Segment Open
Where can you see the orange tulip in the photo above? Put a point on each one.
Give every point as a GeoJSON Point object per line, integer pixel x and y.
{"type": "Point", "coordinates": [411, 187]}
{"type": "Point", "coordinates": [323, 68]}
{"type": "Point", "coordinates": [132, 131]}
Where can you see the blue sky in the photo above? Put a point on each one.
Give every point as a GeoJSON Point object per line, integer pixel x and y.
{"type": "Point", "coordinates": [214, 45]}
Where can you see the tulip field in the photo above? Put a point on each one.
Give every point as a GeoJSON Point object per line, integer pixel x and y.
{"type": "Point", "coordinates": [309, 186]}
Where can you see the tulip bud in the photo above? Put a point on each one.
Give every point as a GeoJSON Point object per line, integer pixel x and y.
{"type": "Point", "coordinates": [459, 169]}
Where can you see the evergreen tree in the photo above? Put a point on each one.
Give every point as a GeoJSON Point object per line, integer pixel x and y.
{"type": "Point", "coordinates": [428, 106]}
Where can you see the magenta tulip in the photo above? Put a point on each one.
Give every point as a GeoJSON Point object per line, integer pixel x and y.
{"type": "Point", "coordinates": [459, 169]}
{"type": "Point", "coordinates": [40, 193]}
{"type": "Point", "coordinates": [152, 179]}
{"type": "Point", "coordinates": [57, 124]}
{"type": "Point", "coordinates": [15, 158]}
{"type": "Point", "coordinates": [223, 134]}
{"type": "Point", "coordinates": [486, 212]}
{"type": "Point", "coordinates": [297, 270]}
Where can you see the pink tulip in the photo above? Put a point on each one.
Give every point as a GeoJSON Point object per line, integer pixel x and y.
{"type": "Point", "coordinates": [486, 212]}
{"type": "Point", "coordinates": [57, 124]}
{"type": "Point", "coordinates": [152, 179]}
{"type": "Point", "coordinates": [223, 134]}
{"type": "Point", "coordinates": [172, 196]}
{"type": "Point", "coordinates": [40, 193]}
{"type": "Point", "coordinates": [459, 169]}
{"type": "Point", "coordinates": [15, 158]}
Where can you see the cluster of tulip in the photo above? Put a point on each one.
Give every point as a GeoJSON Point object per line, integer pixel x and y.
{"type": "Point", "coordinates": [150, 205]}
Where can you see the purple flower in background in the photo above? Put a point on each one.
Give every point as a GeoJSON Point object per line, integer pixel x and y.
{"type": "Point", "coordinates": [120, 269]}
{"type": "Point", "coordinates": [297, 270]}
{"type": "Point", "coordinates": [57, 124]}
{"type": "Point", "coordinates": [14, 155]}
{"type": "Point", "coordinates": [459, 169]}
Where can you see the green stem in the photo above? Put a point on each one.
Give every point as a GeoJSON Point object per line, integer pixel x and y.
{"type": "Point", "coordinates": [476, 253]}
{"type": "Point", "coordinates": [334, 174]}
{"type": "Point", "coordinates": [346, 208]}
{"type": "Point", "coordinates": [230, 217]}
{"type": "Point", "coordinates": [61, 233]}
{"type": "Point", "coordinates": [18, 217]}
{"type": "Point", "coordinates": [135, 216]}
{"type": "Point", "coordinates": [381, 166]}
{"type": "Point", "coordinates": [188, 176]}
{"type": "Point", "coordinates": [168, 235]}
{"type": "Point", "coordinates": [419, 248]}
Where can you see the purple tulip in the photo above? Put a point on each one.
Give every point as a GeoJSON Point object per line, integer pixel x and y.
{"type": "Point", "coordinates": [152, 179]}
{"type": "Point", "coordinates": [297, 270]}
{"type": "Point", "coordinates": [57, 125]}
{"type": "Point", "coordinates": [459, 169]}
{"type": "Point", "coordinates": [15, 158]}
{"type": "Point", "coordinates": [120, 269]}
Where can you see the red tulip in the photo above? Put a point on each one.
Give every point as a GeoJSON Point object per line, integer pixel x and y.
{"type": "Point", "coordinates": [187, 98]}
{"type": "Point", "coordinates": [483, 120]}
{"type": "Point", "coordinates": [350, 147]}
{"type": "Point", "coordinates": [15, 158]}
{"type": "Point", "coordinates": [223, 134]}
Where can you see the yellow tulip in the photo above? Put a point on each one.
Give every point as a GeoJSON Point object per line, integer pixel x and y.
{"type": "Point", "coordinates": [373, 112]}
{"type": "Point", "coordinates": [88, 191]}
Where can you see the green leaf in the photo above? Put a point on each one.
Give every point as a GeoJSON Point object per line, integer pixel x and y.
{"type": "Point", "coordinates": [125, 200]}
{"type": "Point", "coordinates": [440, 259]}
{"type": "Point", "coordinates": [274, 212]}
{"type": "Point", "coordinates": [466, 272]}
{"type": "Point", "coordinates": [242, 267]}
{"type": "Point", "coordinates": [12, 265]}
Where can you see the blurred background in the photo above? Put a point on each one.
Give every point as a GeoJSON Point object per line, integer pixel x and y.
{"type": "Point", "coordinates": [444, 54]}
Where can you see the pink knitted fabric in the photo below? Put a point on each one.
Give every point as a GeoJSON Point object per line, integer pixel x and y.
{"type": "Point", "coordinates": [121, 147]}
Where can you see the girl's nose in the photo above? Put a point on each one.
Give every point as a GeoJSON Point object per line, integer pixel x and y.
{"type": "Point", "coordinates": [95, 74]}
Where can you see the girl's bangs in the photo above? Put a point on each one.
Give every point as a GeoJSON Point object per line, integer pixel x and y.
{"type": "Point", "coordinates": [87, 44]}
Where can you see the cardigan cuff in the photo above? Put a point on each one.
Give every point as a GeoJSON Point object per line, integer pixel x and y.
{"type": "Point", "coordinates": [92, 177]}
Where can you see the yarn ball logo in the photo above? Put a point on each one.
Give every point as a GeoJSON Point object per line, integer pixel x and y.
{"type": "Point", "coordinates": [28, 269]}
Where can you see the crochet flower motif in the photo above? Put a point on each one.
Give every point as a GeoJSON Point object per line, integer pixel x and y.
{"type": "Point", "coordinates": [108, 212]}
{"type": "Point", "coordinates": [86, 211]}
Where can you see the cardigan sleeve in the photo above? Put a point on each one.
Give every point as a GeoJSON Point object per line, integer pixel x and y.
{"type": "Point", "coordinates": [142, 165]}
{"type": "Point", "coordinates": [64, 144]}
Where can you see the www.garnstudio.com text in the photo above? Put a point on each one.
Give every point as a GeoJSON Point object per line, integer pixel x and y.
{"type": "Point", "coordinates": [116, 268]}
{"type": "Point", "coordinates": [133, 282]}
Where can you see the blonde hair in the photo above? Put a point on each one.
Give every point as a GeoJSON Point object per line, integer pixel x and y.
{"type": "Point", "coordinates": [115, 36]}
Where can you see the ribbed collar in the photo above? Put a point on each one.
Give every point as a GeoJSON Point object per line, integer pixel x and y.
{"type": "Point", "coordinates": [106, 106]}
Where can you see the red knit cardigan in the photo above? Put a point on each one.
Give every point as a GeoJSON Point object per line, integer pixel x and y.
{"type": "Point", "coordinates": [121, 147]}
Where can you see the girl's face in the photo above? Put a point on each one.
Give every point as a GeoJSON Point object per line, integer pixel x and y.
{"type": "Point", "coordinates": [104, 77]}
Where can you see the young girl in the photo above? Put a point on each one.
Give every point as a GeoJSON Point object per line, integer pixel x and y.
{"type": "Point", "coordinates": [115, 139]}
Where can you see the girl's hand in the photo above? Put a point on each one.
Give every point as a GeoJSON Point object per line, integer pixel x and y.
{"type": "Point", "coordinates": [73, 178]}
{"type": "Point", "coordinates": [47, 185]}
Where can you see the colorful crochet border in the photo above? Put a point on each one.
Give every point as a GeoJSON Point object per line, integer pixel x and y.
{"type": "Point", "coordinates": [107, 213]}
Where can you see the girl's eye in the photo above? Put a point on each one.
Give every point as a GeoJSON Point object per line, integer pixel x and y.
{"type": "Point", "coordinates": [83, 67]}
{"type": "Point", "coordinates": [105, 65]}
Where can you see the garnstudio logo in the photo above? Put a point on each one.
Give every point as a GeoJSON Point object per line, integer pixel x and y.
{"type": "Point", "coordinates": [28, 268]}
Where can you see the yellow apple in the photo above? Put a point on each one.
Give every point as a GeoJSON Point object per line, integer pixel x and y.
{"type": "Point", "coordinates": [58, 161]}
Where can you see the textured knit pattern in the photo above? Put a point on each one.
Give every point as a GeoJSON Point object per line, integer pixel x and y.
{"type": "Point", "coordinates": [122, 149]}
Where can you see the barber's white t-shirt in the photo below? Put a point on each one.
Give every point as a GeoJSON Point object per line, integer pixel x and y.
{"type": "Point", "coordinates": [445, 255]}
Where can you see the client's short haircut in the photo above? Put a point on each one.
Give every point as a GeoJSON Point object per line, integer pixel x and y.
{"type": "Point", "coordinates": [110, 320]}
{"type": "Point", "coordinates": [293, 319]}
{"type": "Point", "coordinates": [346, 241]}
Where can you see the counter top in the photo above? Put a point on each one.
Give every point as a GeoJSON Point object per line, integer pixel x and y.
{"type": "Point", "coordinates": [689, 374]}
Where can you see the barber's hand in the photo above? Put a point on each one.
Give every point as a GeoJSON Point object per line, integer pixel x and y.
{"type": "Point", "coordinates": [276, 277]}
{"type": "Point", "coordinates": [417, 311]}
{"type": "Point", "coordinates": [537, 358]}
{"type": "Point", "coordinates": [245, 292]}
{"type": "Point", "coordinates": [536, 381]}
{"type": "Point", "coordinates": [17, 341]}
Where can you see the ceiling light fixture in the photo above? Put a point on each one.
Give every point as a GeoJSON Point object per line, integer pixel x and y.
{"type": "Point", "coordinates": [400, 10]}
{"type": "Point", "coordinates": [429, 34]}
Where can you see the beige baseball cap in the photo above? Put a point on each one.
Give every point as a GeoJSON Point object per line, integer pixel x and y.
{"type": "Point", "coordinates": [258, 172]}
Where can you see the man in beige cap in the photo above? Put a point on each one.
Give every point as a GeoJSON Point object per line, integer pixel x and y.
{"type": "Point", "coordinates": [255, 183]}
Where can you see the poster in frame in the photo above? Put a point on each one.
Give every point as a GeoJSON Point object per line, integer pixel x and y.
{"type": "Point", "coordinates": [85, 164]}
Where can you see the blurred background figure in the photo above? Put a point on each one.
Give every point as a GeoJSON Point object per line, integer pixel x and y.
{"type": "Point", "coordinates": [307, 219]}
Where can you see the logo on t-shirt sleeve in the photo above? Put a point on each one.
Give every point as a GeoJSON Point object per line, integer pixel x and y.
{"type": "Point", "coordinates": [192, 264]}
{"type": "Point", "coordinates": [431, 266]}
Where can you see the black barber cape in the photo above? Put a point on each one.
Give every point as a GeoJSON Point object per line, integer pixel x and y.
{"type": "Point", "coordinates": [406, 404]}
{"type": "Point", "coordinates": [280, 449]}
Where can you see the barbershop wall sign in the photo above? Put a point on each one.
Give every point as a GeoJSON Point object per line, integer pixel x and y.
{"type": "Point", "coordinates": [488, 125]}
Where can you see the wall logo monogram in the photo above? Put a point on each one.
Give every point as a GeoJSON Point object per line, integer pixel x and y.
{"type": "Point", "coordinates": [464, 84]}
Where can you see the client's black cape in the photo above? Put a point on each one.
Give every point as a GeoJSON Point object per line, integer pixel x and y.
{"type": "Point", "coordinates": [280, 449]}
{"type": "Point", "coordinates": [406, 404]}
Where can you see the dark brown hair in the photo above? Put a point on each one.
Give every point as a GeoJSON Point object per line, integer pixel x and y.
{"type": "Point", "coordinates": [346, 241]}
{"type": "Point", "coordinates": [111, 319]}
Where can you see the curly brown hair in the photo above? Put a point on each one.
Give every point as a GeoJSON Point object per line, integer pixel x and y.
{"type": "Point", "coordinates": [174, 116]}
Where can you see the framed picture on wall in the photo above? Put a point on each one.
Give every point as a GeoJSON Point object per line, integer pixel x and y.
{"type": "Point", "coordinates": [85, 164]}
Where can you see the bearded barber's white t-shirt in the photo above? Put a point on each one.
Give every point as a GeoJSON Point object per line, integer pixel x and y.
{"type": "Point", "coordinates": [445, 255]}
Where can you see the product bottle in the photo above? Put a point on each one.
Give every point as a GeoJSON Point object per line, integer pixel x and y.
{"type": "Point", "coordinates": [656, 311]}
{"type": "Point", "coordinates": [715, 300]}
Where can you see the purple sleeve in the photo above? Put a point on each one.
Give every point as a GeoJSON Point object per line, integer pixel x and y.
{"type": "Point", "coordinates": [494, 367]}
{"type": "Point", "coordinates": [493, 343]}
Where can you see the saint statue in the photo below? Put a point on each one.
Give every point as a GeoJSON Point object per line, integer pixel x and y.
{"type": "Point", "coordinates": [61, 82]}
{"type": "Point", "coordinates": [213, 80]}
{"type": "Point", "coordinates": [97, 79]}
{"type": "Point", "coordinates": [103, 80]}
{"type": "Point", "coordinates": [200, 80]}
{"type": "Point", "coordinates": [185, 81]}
Segment Closed
→ Problem requirements
From the records above, reproduce exactly the lines from the one with "Where can you see the blonde" to the one with "Where can you see the colorful", both included, and no others.

→ Reply
Where can you see the blonde hair in the photo above? Put a point on each one.
Give every point as a GeoJSON Point object per line, integer pixel x and y.
{"type": "Point", "coordinates": [115, 36]}
Where can you see the ribbed collar in the photo above? Put a point on each one.
Give every point as a GeoJSON Point object per line, integer pixel x and y.
{"type": "Point", "coordinates": [106, 106]}
Where can you see the red knit cardigan in the photo above? Put a point on each one.
Give every point as a GeoJSON Point object per line, integer pixel x and y.
{"type": "Point", "coordinates": [121, 147]}
Where can you see the girl's face in the photo above? Put a point on each one.
Give every point as a GeoJSON Point object per line, integer pixel x and y.
{"type": "Point", "coordinates": [104, 77]}
Where can you see the young girl in the photo above? Put a point on each one.
Give every point as a GeoJSON Point object per line, integer pixel x and y.
{"type": "Point", "coordinates": [115, 139]}
Where can you see the girl's hand in the photo above? Put a point on each one.
Give every point as a GeoJSON Point object per line, integer pixel x and y.
{"type": "Point", "coordinates": [73, 178]}
{"type": "Point", "coordinates": [47, 185]}
Where can you see the colorful crochet border in the photo above? Put a point on each one.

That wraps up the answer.